-- Input rows start --

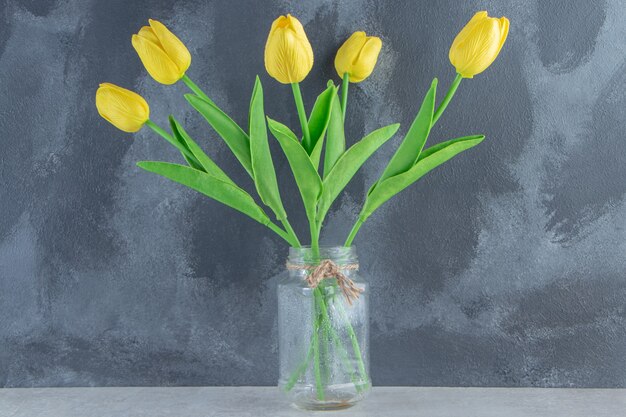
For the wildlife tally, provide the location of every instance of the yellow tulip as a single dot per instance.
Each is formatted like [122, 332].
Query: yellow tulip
[478, 44]
[358, 56]
[288, 53]
[165, 57]
[124, 109]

-- Input rows end --

▶ **Written instruction**: Render every line of the listing above as a JSON array of strings, one string per line, skipping blank lines and leaving the picture out.

▶ **Full answer**:
[
  "For the wildlife tally, provide the location of every instance of the yellow tulip as a single dot per instance.",
  "Each is formatted like [122, 332].",
  "Query: yellow tulip",
  "[478, 44]",
  "[358, 56]",
  "[288, 53]",
  "[165, 57]",
  "[124, 109]"
]